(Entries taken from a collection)
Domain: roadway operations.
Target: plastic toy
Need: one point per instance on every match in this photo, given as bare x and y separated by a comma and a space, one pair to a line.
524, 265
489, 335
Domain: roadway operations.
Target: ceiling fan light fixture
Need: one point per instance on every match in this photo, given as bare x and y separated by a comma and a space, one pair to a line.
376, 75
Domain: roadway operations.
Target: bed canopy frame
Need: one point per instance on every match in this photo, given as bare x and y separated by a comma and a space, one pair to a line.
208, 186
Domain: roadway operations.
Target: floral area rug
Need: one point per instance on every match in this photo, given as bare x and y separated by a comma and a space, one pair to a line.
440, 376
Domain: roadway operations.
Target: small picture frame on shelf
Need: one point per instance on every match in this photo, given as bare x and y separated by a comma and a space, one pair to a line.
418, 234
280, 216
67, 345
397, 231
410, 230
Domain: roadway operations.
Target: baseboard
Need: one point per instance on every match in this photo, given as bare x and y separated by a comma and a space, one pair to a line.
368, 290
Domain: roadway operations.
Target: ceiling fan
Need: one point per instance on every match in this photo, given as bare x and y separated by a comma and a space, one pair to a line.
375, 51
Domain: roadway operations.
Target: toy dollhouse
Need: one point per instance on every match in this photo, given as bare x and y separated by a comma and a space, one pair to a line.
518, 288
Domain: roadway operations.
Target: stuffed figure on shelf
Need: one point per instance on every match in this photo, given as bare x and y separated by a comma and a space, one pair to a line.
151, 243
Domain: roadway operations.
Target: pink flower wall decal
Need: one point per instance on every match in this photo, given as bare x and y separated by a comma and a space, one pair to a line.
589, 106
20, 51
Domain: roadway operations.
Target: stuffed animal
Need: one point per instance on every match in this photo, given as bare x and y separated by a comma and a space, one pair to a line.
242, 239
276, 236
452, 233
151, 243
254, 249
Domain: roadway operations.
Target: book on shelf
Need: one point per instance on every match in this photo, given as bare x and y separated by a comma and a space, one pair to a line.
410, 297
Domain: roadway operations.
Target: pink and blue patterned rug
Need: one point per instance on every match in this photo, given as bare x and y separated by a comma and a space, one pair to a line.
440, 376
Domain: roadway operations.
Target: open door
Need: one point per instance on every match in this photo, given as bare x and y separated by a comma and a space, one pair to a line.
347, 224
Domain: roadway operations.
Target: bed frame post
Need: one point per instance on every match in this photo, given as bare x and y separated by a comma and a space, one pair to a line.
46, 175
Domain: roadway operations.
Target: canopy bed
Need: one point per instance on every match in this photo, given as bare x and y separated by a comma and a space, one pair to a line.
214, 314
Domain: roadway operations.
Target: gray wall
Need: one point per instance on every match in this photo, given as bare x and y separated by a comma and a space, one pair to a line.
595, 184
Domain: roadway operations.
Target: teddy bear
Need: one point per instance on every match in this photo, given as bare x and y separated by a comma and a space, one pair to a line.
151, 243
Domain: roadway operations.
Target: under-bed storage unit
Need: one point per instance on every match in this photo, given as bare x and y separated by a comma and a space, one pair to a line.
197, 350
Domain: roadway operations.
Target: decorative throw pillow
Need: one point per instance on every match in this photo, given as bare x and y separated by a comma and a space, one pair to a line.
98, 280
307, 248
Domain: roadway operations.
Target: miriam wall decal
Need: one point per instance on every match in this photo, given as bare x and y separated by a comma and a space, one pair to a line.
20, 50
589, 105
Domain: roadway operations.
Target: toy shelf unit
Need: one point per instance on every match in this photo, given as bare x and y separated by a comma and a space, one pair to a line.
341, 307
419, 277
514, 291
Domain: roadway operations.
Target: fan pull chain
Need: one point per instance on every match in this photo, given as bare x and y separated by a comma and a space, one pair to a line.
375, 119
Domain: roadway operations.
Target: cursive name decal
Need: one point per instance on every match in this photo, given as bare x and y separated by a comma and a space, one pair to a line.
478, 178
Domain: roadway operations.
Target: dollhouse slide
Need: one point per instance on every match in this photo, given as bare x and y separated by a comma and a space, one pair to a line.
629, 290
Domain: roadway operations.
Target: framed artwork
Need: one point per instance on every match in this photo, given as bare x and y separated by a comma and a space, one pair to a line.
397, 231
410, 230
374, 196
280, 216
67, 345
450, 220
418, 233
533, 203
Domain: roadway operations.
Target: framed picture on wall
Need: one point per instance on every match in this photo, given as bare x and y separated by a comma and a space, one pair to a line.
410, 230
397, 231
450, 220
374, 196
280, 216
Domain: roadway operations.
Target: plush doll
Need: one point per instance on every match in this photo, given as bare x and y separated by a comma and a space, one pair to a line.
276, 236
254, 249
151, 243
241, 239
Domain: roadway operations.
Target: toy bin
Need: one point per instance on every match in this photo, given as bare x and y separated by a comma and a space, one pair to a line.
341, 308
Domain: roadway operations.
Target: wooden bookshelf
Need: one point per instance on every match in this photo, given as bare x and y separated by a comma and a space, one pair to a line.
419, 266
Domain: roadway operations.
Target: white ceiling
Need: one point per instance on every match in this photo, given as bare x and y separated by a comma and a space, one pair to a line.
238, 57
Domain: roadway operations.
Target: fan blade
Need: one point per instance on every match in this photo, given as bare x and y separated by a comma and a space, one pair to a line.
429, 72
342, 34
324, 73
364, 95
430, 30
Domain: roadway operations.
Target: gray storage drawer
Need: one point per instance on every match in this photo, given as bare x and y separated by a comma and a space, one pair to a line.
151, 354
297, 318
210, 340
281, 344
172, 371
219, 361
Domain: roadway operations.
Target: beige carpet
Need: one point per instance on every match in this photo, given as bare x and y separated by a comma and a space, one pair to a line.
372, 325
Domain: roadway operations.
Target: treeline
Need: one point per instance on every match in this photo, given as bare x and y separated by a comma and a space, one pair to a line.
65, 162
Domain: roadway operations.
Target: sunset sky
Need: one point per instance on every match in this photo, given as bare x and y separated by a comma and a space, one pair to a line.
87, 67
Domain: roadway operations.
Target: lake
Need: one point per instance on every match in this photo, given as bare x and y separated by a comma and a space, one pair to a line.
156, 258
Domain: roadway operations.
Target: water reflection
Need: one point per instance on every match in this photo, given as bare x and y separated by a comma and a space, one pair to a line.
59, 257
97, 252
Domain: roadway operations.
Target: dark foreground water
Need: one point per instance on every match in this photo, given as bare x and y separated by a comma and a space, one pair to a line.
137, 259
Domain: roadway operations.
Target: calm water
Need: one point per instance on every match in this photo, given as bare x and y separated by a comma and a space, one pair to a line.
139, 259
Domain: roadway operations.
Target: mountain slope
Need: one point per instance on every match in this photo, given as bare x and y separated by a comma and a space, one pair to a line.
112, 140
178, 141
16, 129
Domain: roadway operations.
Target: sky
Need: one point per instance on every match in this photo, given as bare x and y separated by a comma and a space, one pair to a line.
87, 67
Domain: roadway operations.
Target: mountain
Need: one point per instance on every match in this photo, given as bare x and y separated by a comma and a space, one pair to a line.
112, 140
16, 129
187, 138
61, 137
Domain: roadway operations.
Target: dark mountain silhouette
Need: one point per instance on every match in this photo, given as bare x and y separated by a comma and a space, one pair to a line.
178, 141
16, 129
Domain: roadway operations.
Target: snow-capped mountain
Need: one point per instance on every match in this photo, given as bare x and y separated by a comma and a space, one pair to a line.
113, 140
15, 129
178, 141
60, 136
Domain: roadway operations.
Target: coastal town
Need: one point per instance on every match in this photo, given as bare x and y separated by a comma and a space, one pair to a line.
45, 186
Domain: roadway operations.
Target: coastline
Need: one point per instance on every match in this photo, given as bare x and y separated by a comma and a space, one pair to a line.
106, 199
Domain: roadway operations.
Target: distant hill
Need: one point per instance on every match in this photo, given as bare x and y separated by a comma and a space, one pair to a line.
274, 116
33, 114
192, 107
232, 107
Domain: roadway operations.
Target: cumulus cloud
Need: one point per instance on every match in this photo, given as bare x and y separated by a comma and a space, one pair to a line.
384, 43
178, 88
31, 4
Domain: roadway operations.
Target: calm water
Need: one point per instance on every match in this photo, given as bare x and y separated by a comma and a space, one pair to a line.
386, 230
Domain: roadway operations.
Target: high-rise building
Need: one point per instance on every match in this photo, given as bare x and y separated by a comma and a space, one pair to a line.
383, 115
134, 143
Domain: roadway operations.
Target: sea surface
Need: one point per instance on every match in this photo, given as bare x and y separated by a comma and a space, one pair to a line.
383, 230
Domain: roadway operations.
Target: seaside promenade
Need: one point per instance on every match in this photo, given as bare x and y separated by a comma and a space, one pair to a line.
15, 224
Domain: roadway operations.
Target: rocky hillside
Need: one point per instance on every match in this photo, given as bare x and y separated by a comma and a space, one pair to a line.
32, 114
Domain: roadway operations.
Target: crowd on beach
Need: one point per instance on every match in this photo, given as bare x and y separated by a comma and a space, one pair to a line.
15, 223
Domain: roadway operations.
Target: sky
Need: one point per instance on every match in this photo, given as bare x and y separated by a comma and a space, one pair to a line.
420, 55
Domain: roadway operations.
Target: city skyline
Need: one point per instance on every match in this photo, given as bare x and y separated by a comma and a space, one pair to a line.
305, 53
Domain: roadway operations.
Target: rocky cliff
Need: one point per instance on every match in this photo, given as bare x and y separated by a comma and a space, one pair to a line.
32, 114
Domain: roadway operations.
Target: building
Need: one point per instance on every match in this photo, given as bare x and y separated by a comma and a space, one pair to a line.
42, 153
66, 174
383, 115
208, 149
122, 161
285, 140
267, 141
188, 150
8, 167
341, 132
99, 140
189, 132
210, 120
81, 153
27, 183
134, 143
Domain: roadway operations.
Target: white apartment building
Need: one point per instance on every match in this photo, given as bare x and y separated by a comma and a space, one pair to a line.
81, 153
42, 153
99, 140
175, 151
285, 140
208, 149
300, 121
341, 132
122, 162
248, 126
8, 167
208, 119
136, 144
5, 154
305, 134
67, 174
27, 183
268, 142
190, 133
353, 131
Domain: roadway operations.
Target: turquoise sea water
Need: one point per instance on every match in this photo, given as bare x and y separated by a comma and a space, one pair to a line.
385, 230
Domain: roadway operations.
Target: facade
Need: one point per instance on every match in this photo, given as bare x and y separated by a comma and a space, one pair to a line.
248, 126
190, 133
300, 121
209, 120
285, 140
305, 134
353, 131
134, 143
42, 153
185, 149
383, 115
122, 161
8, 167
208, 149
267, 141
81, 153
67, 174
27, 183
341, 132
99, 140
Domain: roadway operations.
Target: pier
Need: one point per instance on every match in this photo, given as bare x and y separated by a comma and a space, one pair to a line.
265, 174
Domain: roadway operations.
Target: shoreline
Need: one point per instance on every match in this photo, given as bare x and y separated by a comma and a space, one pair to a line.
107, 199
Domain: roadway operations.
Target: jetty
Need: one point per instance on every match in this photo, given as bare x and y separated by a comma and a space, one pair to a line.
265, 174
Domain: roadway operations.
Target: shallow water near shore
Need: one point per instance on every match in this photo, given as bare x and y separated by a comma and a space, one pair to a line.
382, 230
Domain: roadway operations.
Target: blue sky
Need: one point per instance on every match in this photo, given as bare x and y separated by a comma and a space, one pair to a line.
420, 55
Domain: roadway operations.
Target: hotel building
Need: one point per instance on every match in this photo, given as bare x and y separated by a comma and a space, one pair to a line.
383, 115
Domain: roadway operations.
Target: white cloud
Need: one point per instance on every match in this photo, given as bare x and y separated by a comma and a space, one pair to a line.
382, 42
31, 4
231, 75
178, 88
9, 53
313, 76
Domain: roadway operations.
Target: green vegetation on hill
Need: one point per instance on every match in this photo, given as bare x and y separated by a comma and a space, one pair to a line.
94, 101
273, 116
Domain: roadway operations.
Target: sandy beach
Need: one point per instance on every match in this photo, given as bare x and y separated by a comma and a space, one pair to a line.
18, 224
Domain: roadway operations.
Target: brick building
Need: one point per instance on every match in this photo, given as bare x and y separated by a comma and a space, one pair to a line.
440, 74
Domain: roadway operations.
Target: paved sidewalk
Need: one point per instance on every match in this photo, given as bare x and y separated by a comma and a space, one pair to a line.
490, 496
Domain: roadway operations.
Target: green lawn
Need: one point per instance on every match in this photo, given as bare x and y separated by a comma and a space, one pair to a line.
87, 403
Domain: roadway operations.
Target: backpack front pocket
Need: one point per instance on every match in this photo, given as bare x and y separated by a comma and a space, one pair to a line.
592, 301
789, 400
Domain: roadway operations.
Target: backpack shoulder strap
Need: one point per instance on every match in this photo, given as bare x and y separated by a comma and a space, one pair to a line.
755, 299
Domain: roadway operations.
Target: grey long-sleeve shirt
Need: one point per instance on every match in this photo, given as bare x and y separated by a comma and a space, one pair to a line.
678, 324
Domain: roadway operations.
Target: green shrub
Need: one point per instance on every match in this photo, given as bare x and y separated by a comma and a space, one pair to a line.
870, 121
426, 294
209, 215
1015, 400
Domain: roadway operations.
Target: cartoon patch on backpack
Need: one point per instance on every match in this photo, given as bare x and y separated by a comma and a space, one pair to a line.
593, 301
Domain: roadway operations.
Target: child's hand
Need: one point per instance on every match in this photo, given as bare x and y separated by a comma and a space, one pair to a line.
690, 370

TASK INSTRUCTIONS
The required answer is a single number: the count of lines in the entries that hold the string "cloud".

WRITTEN ANSWER
2